*** Extrait de document

1 – Editeurs, E. Bayoux et A. François. (G.A.)

 

2 – Le général autrichien Daun. (G.A.)

 

3 – De ses Œuvres éditées par Cramer. (G.A.)

 

 

 

 

 

à Madame la comtesse d’Argental.

 

26 Novembre 1760.

 

 

          Après avoir écrit hier au soir, à la hâte, à mes anges, je me couchai avec des scrupules sur Tancrède, et nommément sur l’envie que j’aurais de prendre des libertés anglaises et italiennes, en retranchant des lettres qui m’incommodent. A mon réveil, je reçois la lettre de M. d’Argental et de madame Scaliger.

 

          Comment ferez-vous, mes anges, pour vous débarrasser de moi ? Pourquoi M. d’Argental a-t-il mal aux yeux ? Comment M. Fournier (1) trouve-t-il cela ? pourquoi le souffre-t-il ? Est-ce Caliste qui a fait trop pleurer mon cher ange ? est-ce moi qui l’ai trop fatigué par mes paperasses ?

 

          Crébillon mon maître. Bonne plaisanterie, que Fréron prend pour du sérieux. Il faut pourtant ne pas trop changer ce que madame la marquise a approuvé.

 

          Voulez-vous que j’ai regardé comme mon maître ? Politesse ne coûte rien, et fait toujours un bon effet.

 

          Voici la grande question : Jouera-t-on Fanime cet hiver ? non, à ce que je présume. Pourquoi ? parce qu’il y a au troisième acte un embrouillamini qui me déplaît, et au cinquième il y deux poignards qui me font de la peine. On a beaucoup pleuré, d’accord ; mais il y a des gens bien malins à Paris. La fin de Fanime, déchirante, tragique ; son père l’amadoue ;

 

 

.  .  .  .  .  .  .  . ô mon père !

J’en suis indigne,

 

ZULIME, act. V., sc. dern.

 

 

avec un éclat de voix douloureux, et elle se tue. Bravo ! Mais le poignard d’Enide, et le poignard de Fanime, ces deux poignards me tuent. Que faire donc ? donner Tancrède au mois de décembre, l’imprimer en janvier, et rire ; ensuite nous verrons. Vous aurez de mes nouvelles ; vous ne mourrez pas de faim.

******

◆ **Consignes de l'exercice**:
Selon l'extrait de document, en quel mois faudrait-il donner Tancrède ?

*** Entrées de données

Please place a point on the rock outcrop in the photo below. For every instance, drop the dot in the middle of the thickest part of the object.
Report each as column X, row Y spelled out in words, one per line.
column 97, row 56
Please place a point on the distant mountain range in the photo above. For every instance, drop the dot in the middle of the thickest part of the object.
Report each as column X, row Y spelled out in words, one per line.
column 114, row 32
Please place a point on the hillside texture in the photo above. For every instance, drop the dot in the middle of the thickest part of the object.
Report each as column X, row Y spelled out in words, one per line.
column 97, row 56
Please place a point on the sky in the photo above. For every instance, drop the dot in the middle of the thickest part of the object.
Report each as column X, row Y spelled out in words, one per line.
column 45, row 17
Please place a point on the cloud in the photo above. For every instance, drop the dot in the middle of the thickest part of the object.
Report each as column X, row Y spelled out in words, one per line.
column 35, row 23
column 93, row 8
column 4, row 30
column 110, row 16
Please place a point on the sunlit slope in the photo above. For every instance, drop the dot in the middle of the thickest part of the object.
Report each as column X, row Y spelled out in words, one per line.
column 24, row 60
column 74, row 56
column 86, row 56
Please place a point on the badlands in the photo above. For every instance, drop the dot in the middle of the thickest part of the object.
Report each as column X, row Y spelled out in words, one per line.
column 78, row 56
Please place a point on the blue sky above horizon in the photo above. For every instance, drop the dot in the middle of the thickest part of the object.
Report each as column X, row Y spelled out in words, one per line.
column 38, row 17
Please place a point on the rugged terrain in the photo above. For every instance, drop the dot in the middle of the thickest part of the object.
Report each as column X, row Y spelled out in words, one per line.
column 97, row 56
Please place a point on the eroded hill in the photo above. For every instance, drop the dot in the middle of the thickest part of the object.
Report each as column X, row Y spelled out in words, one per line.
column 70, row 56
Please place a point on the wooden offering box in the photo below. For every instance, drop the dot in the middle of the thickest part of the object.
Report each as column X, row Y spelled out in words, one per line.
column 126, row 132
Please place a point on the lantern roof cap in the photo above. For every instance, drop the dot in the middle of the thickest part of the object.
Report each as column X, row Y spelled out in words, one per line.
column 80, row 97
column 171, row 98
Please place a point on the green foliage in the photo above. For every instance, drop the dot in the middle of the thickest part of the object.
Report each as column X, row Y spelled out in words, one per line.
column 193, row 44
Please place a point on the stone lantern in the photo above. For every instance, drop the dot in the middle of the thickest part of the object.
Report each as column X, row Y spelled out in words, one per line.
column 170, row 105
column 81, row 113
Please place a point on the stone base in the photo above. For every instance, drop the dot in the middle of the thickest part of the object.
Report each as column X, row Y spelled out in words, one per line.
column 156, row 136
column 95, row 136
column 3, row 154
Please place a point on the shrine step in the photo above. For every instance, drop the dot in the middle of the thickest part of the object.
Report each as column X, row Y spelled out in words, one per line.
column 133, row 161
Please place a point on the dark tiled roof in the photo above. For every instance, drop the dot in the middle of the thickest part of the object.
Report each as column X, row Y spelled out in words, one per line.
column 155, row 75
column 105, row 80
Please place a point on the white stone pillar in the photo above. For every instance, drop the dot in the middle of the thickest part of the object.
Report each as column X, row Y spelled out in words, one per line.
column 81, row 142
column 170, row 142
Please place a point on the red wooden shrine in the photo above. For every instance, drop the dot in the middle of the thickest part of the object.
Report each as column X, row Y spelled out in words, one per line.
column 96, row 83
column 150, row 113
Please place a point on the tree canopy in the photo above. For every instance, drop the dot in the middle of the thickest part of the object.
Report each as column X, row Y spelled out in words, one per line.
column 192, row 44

******

◆ **Solution du problème**:
Au mois de décembre.